(Point annotation data)
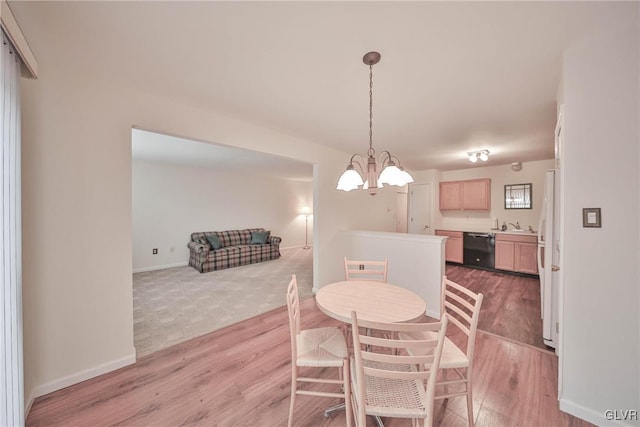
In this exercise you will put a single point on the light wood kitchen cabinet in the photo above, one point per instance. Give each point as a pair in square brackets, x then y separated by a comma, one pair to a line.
[504, 255]
[453, 247]
[473, 194]
[526, 258]
[516, 253]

**REQUIREMENTS**
Put every line of the material above into a JSON list of strings, one string per line, and skip any blank lines. Leave the pictures out.

**RESULT OF THIS EXERCISE**
[
  "In this exercise you will put a single point on the light wood kitchen cabinet in the photo above, one point per instance. Give each point as a pair in square brackets, x then y separated by a comma, one pair to a line.",
  "[504, 255]",
  "[453, 247]",
  "[473, 194]",
  "[526, 258]",
  "[516, 253]"
]